Data entries:
::::::::::
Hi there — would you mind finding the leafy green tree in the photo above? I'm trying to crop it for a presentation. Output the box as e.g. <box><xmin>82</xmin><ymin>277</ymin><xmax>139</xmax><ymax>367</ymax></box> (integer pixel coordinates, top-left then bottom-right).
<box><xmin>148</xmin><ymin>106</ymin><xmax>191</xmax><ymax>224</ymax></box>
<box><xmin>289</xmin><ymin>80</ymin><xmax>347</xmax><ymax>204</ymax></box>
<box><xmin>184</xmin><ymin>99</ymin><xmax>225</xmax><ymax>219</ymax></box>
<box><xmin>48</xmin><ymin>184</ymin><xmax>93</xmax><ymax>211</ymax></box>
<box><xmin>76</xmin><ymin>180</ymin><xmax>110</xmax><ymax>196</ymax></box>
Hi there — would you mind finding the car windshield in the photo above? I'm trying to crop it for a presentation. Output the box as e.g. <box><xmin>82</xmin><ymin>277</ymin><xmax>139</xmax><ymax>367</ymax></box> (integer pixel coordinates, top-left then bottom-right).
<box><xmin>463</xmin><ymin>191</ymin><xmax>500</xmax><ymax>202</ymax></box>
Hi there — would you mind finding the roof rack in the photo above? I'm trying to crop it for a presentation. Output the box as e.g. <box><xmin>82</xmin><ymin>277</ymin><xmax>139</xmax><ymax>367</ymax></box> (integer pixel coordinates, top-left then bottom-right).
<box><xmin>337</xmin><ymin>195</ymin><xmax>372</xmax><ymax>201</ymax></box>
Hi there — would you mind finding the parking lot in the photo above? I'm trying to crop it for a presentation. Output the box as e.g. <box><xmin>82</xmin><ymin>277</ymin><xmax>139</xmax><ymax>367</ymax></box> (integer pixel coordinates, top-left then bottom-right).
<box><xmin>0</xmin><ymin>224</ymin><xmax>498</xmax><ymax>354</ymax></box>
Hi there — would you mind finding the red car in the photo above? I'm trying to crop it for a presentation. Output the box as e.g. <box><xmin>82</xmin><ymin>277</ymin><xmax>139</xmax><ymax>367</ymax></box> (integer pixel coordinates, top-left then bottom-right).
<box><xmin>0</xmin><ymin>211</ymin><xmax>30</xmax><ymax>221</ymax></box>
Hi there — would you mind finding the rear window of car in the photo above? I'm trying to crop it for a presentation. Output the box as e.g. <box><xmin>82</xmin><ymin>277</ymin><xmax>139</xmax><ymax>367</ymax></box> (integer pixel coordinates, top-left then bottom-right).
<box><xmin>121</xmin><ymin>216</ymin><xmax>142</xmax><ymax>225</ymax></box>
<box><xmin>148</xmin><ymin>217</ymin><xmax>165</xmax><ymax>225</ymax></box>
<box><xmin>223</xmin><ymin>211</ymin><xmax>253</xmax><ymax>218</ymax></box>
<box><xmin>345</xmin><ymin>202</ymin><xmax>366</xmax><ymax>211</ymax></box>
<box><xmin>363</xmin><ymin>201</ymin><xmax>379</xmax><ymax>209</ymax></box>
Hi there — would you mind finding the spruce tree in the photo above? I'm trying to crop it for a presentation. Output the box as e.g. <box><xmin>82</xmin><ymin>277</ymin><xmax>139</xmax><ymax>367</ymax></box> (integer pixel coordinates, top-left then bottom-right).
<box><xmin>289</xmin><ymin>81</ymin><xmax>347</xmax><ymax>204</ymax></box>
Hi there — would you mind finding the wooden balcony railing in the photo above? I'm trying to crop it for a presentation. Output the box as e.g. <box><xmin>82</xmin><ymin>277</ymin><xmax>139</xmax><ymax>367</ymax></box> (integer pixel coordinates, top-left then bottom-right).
::::::::::
DIRECTIONS: Using the exact wording, write out all of the records.

RESULT OF THE EXERCISE:
Hi there — would you mind finding the leafy green tree in the photo above? I'm trying to crop it for a presentation. Output the box as e.g. <box><xmin>82</xmin><ymin>277</ymin><xmax>139</xmax><ymax>367</ymax></box> (integer pixel coordinates, top-left then bottom-right).
<box><xmin>148</xmin><ymin>106</ymin><xmax>191</xmax><ymax>224</ymax></box>
<box><xmin>289</xmin><ymin>80</ymin><xmax>347</xmax><ymax>204</ymax></box>
<box><xmin>184</xmin><ymin>99</ymin><xmax>225</xmax><ymax>219</ymax></box>
<box><xmin>48</xmin><ymin>184</ymin><xmax>93</xmax><ymax>211</ymax></box>
<box><xmin>76</xmin><ymin>180</ymin><xmax>110</xmax><ymax>196</ymax></box>
Hi there — would you mind finding the car windshield in the photo above? I'm trying to crop it for a presentation. Output the box as e.g. <box><xmin>82</xmin><ymin>277</ymin><xmax>139</xmax><ymax>367</ymax></box> (integer pixel coordinates, top-left then bottom-right).
<box><xmin>463</xmin><ymin>191</ymin><xmax>500</xmax><ymax>202</ymax></box>
Hi there — would you mind finding the roof rack in the photo above? I'm trying to crop it for a presentation. Output the box as e.g. <box><xmin>82</xmin><ymin>277</ymin><xmax>139</xmax><ymax>367</ymax></box> (integer pixel coordinates, top-left then bottom-right).
<box><xmin>337</xmin><ymin>195</ymin><xmax>372</xmax><ymax>201</ymax></box>
Hi there — would you mind finding the parking lot in the photo above? I'm trying to crop it for a presentation. Output the box as e.g. <box><xmin>82</xmin><ymin>277</ymin><xmax>139</xmax><ymax>367</ymax></box> (integer pixel coordinates, top-left then bottom-right).
<box><xmin>0</xmin><ymin>224</ymin><xmax>498</xmax><ymax>354</ymax></box>
Hi there — would you mind finding the red car in the photo above? I'm trying to crop it for a presentation. Output the box as e.g. <box><xmin>82</xmin><ymin>277</ymin><xmax>139</xmax><ymax>367</ymax></box> (integer pixel coordinates, top-left then bottom-right).
<box><xmin>0</xmin><ymin>211</ymin><xmax>30</xmax><ymax>221</ymax></box>
Hi there — would you mind finding the rear window of car in the photo above? I'm trying to crop it for a presentation. Output the box as e.g. <box><xmin>82</xmin><ymin>277</ymin><xmax>139</xmax><ymax>367</ymax></box> (integer pixel coordinates, top-left then bottom-right).
<box><xmin>121</xmin><ymin>216</ymin><xmax>142</xmax><ymax>225</ymax></box>
<box><xmin>148</xmin><ymin>217</ymin><xmax>165</xmax><ymax>225</ymax></box>
<box><xmin>223</xmin><ymin>211</ymin><xmax>253</xmax><ymax>218</ymax></box>
<box><xmin>345</xmin><ymin>202</ymin><xmax>366</xmax><ymax>211</ymax></box>
<box><xmin>363</xmin><ymin>201</ymin><xmax>379</xmax><ymax>209</ymax></box>
Hi there — would you mind finding the spruce tree in the photo above? I'm trying to crop it for a presentation. Output the box as e.g. <box><xmin>82</xmin><ymin>277</ymin><xmax>139</xmax><ymax>367</ymax></box> (integer pixel coordinates, top-left then bottom-right).
<box><xmin>289</xmin><ymin>81</ymin><xmax>347</xmax><ymax>204</ymax></box>
Hi there — would you mind finding the wooden balcony railing in the photo above? I'm trying to crop it for a presentation. Output the box as e.g. <box><xmin>82</xmin><ymin>277</ymin><xmax>139</xmax><ymax>367</ymax></box> (integer pixel coordinates, top-left then bottom-right).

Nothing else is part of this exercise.